Written instruction 1
According to the inspection report excerpt, on what date and at which unit did a fire occur in Motor-Control Center 2B-53?
Written instruction 2
Pick up the inspection report excerpt after its final sentence and extend it with the next portion of the report.

The licensee entered each of these occurrences into their CAP.

.4 Access Control to Radiologically Significant Areas

Section 2OS1 evaluated the effectiveness of the licensee's problem identification and

resolution processes regarding access controls to radiologically significant areas and

radiation worker practices. The inspectors reviewed corrective action documents for root

cause/apparent cause analysis against the licensees problem identification and resolution

process. No findings of significance were identified.

-27- Enclosure

4OA3 Follow-up of Events and Notices of Enforcement Discretion (71153)

a. Inspection Scope

The inspectors: (1) reviewed operator logs, plant computer data, and/or strip charts for

the below listed evolutions to evaluate operator performance in coping with nonroutine

events and transients; (2) verified that operator actions were in accordance with the

response required by plant procedures and training; and (3) verified that the licensee has

identified and implemented appropriate corrective actions associated with personnel

performance problems that occurred during the nonroutine evolutions sampled.

  • October 30, 2006, Unit 2, fire in Motor-Control Center 2B-53
  • November 9, 2006, Unit 1, unplanned loss of Main Feedwater Pump P-2A

Documents reviewed by the inspectors are listed in the attachment.

The inspectors completed three samples.

Extracted data entries

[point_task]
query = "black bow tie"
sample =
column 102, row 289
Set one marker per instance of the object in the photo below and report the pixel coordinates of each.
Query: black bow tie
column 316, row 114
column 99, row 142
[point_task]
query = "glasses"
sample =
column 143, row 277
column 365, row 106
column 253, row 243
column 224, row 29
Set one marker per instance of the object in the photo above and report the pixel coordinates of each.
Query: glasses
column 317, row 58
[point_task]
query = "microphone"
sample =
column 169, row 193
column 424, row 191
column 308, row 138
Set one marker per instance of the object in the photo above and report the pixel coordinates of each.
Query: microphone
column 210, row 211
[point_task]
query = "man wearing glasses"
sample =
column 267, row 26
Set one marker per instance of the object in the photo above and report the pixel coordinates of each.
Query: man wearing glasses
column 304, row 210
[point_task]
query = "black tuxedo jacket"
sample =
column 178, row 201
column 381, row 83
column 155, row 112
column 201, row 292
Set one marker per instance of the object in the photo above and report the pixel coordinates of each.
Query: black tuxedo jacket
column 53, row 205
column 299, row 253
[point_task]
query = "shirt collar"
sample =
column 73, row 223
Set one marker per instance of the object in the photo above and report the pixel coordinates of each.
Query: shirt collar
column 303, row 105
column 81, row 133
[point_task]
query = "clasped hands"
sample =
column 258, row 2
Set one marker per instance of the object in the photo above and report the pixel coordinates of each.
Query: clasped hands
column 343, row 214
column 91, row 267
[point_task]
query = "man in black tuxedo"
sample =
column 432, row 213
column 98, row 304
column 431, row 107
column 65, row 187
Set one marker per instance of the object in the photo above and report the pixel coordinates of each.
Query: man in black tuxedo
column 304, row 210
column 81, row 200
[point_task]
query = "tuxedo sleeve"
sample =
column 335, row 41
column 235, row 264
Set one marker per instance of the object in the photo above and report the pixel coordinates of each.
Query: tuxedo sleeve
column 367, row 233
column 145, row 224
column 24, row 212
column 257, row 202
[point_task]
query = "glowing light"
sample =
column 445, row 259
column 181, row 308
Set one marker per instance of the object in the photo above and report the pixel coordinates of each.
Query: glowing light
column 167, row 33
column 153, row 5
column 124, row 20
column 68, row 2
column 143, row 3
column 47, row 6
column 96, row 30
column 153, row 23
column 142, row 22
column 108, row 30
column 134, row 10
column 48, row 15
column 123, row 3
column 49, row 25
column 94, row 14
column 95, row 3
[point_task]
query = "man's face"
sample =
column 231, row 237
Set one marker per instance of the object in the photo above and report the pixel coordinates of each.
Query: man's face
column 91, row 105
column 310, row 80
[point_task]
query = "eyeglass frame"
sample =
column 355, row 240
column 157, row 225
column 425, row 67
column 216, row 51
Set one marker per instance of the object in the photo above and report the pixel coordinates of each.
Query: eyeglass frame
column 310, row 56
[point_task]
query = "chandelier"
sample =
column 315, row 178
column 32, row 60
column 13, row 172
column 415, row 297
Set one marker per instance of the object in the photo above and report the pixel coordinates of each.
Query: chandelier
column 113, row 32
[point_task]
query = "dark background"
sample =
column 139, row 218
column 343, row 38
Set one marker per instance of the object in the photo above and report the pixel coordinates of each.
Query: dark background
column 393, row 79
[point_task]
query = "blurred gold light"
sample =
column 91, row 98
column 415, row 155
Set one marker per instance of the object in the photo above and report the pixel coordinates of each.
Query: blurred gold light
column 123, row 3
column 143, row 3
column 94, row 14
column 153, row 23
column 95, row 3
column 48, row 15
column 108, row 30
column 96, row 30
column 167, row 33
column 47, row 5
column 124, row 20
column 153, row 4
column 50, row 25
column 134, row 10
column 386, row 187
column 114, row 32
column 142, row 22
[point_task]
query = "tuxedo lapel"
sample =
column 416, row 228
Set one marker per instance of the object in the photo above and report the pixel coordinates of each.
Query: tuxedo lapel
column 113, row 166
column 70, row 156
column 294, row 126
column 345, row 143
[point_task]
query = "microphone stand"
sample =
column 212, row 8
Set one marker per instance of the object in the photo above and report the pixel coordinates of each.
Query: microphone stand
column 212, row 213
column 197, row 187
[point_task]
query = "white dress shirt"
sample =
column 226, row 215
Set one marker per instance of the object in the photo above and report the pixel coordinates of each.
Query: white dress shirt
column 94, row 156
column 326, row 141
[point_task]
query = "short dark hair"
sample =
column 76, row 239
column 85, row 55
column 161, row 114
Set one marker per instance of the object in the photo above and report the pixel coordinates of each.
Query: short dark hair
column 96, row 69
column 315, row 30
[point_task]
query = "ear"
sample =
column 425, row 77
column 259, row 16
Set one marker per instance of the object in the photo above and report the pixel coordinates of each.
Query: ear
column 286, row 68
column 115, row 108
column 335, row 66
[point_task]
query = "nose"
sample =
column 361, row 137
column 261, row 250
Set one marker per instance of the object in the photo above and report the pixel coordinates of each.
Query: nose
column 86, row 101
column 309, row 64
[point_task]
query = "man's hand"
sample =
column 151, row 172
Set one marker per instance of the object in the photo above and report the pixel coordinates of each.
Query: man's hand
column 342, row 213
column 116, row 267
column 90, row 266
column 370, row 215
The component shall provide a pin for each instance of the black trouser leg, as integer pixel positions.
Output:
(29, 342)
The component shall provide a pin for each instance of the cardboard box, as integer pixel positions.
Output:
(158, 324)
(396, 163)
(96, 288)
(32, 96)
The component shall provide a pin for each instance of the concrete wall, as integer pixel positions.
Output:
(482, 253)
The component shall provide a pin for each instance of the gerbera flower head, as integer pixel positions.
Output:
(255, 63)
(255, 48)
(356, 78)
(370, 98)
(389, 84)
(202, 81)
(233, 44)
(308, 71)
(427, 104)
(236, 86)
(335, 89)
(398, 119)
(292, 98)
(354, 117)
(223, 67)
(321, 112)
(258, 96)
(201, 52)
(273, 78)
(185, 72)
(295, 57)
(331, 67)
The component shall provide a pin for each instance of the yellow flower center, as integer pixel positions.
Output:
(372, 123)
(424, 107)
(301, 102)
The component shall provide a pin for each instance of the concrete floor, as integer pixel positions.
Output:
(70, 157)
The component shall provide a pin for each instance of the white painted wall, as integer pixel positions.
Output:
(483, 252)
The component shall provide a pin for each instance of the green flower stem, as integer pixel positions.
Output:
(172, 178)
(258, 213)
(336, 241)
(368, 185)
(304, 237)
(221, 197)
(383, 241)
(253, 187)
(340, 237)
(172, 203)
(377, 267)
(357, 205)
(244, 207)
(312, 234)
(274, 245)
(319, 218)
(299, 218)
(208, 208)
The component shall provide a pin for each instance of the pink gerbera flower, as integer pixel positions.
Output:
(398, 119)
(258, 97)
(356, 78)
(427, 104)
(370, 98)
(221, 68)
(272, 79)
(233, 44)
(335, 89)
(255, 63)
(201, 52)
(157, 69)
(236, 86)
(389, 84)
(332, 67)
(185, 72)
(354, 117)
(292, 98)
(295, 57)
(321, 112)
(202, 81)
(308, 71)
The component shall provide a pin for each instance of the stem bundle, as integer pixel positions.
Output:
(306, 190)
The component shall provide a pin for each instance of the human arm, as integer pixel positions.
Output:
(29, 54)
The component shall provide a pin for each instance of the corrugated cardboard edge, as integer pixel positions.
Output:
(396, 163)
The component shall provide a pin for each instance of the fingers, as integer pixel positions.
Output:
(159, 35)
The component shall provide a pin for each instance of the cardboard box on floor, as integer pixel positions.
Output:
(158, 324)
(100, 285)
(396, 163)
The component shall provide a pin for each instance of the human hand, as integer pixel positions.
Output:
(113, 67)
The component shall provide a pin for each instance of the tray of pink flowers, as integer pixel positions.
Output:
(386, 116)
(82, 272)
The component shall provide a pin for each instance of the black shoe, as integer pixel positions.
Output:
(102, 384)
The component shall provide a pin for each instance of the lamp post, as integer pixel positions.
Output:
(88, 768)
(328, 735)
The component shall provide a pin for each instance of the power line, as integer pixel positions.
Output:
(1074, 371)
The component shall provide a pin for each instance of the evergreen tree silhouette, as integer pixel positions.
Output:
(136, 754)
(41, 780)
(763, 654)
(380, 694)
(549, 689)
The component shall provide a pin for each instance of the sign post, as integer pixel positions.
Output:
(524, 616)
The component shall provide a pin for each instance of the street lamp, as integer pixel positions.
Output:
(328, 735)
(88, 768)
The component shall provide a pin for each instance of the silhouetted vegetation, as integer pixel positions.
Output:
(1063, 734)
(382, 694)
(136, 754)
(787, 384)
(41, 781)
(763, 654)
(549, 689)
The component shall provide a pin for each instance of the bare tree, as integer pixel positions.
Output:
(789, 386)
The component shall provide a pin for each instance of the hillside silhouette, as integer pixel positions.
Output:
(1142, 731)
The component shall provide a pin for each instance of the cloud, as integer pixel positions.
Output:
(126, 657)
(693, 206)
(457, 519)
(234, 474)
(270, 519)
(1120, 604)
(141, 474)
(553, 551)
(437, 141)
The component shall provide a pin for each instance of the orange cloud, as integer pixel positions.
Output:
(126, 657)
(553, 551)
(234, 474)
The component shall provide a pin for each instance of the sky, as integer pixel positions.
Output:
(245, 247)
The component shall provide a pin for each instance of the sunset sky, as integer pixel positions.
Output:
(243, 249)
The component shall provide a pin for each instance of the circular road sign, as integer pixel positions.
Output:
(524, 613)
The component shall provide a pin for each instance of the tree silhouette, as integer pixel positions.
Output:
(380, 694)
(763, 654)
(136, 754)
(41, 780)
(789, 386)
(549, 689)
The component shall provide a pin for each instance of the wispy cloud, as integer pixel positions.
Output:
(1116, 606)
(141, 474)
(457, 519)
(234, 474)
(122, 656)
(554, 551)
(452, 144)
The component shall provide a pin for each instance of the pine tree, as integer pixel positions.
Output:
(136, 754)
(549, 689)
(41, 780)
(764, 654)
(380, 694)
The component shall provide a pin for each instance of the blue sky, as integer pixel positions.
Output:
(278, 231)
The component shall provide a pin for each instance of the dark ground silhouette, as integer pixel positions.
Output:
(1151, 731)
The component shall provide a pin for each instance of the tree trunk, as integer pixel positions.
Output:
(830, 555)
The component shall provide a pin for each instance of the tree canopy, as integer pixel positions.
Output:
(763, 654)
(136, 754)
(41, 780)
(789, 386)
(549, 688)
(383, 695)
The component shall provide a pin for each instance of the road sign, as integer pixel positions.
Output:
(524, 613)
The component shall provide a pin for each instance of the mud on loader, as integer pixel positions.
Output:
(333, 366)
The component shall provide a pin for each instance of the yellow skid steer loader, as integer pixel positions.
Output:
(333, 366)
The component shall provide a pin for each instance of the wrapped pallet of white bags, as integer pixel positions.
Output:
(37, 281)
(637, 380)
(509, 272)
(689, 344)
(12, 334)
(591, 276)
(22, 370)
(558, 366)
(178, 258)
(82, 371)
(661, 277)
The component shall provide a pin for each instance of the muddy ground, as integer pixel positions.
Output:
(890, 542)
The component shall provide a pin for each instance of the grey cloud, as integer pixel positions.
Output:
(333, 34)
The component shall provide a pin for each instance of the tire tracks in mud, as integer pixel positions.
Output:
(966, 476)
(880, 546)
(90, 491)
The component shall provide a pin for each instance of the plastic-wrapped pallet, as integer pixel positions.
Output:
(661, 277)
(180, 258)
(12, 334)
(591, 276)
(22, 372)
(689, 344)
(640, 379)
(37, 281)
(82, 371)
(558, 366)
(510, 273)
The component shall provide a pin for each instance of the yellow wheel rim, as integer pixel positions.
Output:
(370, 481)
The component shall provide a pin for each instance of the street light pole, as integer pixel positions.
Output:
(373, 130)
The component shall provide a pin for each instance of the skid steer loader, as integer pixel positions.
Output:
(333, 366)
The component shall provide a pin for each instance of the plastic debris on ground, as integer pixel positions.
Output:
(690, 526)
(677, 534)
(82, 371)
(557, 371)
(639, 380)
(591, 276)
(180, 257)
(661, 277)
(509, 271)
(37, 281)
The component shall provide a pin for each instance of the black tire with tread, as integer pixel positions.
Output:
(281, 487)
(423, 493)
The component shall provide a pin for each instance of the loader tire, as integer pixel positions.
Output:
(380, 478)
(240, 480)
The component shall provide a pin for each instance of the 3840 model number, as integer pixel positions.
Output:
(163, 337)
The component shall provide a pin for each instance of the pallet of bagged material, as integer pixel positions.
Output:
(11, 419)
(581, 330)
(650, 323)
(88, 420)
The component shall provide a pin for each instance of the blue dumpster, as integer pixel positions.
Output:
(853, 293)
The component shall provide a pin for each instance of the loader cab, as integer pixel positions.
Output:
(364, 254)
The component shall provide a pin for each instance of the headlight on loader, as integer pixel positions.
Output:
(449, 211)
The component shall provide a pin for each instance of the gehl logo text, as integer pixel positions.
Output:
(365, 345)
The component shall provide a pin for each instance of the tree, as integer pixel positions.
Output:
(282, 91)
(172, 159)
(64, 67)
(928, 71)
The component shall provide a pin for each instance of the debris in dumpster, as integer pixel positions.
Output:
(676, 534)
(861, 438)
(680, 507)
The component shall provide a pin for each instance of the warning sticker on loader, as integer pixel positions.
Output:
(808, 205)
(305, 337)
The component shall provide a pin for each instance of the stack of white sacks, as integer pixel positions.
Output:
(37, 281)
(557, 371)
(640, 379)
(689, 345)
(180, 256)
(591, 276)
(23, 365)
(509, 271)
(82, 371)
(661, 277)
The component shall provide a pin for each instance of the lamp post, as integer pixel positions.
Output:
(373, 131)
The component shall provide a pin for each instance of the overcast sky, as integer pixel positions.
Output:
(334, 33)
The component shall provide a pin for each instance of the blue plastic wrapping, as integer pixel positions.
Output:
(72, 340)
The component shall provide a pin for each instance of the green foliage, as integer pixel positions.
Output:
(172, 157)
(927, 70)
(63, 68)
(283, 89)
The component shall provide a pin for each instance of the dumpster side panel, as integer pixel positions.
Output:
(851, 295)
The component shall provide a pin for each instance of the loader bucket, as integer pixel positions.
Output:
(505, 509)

Task response 1
October 30, 2006, at Unit 2.

Task response 2
b. Findings

Introduction. A Green self-revealing finding was identified when the licensee replaced an

air conditioning unit for the Unit 1 Main Feedwater Pump (MFP) A control cabinet without

considering the effects of electromagnetic interference (EMI) on the digital speed

monitor (DSM) housed in the cabinet. Consequently, MFP A tripped, resulting in an

unplanned automatic plant power reduction from 100 percent to 40 percent RTP.

Description. In September 2006 the air conditioning unit for the Unit 1 MFP A cabinet

failed. During the procurement phase of replacement efforts, the station discovered that

the current air conditioning unit was no longer available because it had become obsolete.

The licensee contacted the cabinet manufacturer who recommended to the licensee a

replacement unit. On October 12 the licensee replaced the air conditioning unit with the

recommended replacement after evaluating it as being an equivalent unit in accordance

with Procedure EN-DC-313, Procurement Engineering Process, Revision 0.

Subsequently, on November 9, 2006, while Unit 1 was operating at 100 percent RTP

MFP A tripped, which caused the integrated control system to initiate and perform an

unplanned automatic power reduction to 40 percent RTP. Operators surveyed the

indications and concluded that the cause of the MFP trip was an overspeed condition;

however, at the time of the trip, there were no indications that the MFP had actually

experienced an overspeed.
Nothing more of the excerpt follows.